=== SELECTED EXCERPT ===
_ _ _ _ _

I had a wonderful conversation with Agnes Callard the first reader of my biography book draft last night. She came prepared with a list of questions the book had raised for her, questions for me to possibly answer, but also some that probably must remain unanswerable.
The discussion touched on the question of whether a biographer is responsible for explaining her subject—his or her contradictions, foibles, actions? to what extent? Or, conversely, does the attempt to reduce the irreducible to theories or explanations dangerously delimit one’s subject?
Agnes said that she appreciated that I did not theorize too much, but that this made her sometimes feel at sea. Which, when I thought about it later, probably would have been what Musil would like….for he didn’t like giving readers (or himself) simple scaffolds to hold on to.
Some of her questions:
What was the cause of Musil’s “restlessness,” his tendency to move, like Ulrich in the novel, from one career, woman, perspective to another? What was he looking for?
One answer (which I only thought of after the discussion) might provisionally be that, when it came to careers or disciplines, he saw them as artificially separated, so he was trying to take the best parts from each and combine them. He had to run through each of them to find them dissatisfying and then move on to create his own conscilience in an Art that combined elements of all. But also, in general, I don’t think he was so much restless as metaphoric: he would say that each experience, person, place, while distinct, all contained similar allegorical or metaphoric content: the novel about Ulrich and Agathe could have been told, he claimed, as the story of a Sufi mystic. No matter what he was circling through, he was asking the same set of questions surrounding: how to live the right life in a world that has lost most of its guiding principles, its Archimedean point. And another related question we arrived at towards the end of the discussion: Is it possible to be the sort of person Musil was or was trying to be, the sort of person he was looking for (attempts to find another kind of human being) in this world? Can one resist being polarized, reduced, caught in habits of thought and life?
But even if he wasn’t restless, he was perpetually dissatisfied—which came, in part, from his inimical trait of always looking at different aspects of everything. If something were successful in one way, it was probably a failure in another.
Was Martha the other human being whom he sought? What was it about her that satisfied him?

_ _ _ _ _

=== RECORDS ===
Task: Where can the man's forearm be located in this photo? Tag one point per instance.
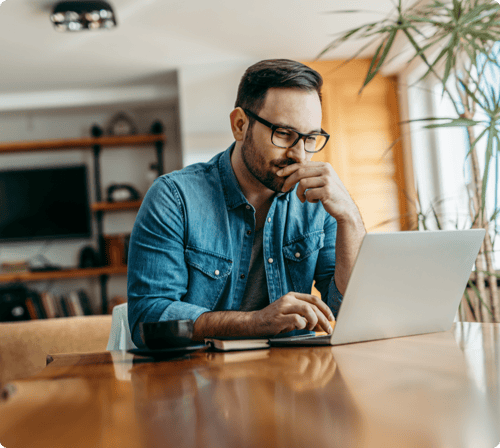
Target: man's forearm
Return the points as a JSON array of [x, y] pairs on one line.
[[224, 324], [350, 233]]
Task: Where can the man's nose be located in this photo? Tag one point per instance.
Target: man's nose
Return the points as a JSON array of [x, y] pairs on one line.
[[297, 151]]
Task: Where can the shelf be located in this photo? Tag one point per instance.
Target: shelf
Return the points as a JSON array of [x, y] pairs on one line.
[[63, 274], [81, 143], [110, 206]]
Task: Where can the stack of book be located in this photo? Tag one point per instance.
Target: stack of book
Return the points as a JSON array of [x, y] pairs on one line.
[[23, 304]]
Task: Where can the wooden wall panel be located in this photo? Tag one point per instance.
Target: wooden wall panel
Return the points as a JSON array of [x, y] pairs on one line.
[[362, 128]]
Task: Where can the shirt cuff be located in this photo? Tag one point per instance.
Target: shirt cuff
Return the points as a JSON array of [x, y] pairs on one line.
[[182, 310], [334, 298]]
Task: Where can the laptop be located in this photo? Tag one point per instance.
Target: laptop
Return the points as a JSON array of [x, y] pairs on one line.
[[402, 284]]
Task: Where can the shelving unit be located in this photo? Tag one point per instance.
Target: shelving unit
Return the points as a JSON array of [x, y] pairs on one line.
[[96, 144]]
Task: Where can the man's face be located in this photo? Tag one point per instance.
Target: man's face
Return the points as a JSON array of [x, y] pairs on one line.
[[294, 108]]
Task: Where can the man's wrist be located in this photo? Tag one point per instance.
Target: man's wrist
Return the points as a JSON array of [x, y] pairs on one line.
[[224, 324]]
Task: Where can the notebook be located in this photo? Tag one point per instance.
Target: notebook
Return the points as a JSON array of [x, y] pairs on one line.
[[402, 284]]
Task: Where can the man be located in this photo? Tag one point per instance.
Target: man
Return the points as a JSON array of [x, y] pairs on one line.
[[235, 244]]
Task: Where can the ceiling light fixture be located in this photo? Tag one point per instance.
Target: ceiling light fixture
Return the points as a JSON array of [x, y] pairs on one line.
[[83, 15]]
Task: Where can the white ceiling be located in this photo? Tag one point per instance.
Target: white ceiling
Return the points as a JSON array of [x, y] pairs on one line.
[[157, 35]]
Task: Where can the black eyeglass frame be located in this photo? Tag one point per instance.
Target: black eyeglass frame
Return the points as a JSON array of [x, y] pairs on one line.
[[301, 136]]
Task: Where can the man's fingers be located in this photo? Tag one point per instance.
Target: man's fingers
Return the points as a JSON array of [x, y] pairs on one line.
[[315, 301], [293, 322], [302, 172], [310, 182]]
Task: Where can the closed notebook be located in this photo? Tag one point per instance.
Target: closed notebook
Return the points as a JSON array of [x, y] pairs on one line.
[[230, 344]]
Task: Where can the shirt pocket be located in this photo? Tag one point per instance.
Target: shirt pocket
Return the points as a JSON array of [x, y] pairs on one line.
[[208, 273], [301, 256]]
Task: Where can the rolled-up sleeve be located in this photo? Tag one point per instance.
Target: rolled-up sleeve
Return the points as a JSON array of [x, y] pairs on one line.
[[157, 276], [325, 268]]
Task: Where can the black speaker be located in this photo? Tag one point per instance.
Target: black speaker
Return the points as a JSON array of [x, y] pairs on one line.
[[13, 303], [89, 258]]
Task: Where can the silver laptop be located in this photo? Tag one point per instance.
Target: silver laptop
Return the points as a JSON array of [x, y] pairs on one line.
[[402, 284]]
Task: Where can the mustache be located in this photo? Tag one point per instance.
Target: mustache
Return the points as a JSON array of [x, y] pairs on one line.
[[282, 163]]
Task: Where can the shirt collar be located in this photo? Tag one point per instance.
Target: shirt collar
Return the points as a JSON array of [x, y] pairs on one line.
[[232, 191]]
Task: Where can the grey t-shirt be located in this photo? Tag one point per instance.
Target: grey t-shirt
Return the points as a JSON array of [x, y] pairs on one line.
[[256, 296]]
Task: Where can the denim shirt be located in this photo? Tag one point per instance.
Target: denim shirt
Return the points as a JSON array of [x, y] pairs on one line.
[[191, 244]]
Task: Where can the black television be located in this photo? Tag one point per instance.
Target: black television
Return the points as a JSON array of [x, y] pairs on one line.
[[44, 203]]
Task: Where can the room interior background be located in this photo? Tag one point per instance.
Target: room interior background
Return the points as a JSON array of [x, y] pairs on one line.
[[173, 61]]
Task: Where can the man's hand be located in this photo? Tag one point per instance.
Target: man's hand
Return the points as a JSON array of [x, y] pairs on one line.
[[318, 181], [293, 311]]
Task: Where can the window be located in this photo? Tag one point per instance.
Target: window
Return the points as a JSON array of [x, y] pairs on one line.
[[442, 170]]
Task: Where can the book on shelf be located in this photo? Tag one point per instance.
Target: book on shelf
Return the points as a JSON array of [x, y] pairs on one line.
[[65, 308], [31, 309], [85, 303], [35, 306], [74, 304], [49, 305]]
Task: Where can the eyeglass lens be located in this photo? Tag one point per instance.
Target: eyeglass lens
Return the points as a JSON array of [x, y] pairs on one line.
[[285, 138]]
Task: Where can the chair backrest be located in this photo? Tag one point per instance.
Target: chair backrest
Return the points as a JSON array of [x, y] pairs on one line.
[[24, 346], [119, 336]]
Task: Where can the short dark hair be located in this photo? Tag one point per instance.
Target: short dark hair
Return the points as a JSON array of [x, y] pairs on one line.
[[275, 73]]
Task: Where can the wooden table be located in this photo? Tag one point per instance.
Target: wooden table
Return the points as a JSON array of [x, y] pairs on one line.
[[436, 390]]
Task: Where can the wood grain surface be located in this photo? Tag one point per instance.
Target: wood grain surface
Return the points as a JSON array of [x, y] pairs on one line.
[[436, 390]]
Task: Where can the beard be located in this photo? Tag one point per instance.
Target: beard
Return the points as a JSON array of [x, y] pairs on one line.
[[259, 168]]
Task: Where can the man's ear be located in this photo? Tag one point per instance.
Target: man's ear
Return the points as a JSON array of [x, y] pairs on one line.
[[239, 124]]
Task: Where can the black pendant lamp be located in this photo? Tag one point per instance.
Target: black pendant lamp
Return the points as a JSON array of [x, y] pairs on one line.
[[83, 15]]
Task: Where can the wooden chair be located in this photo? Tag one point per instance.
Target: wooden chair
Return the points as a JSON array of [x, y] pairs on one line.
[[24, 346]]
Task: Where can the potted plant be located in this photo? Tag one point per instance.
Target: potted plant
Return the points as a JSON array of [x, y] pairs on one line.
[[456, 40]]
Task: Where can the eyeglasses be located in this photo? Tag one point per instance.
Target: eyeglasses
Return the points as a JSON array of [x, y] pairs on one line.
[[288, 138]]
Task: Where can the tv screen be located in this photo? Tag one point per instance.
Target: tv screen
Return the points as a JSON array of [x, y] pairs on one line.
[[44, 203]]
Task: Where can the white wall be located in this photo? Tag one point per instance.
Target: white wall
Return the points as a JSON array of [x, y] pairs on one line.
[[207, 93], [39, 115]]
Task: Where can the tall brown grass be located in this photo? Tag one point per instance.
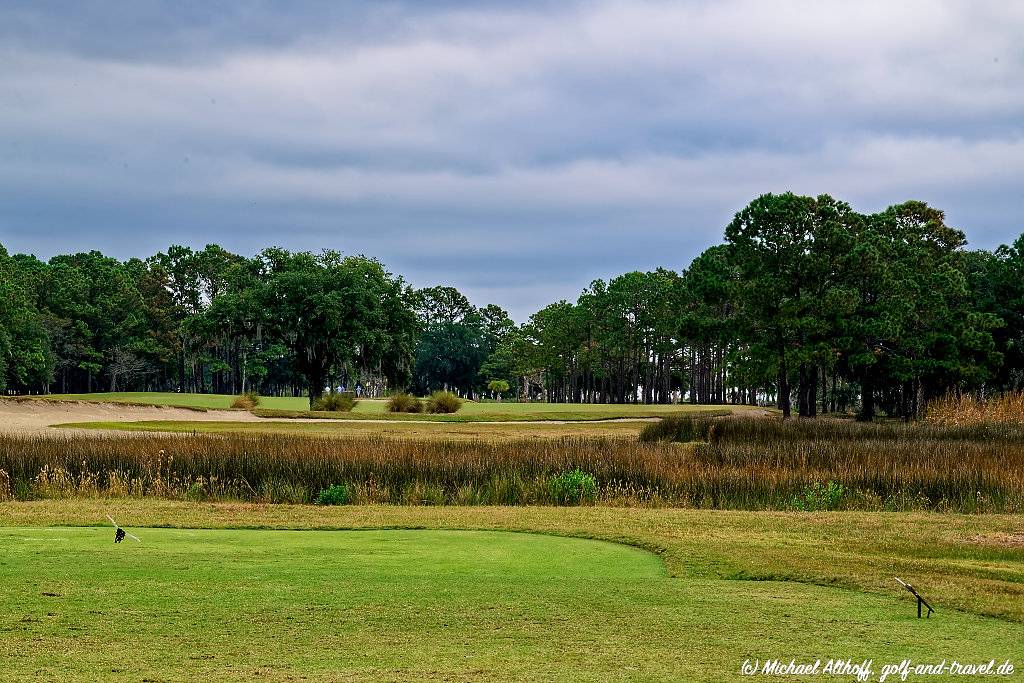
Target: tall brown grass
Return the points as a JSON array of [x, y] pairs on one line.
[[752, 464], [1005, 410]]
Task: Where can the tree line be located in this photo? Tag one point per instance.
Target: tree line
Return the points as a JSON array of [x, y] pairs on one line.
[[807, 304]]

_ _ _ _ _

=== SET OF TASKS ===
[1] Print the passage from the post about the Musil biography draft, starting with "But even if" and going on through "failure in another.".
[2] Carry on writing the post about the Musil biography draft from its last sentence.

=== THE RESPONSES ===
[1]
But even if he wasn’t restless, he was perpetually dissatisfied—which came, in part, from his inimical trait of always looking at different aspects of everything. If something were successful in one way, it was probably a failure in another.

[2]
I think we both agreed that instead of being the Other Human Being Musil sought, Martha became One with him in a way, so she could not be—or could not remain, as they merged—the Other. But why they were so well suited? She was a woman without qualities in a way: open, experimental in moral realms and eroticism, she was an avaricious reader….they talked (Nietzsche said that Marriage is a long conversation, so you had better marry someone you can talk to!) and talked and talked. My generous reader later also asked whether Martha had undergone a change (“the taming of Martha”) over the course of the marriage; she had seemed so fierce and independent as a younger woman, but then she devotes her entire life to the fostering and proliferation of Musil’s work, not her own. What happened? I said that she was still domineering after the marriage, but in his interest (many people complained that she managed him, controlled who got to see him, what he ate, etc.). He did encourage her to do her own art (and she did some, mainly to earn money), but she would claim she was too lazy, not committed. So instead, she became what he called one of the “two authors” of his works, not just because she made it possible for him to survive and keep writing, but because so much of the writing is based on her life experiences. In some ways, their strengths and weaknesses complemented each other. They were two as one against the world.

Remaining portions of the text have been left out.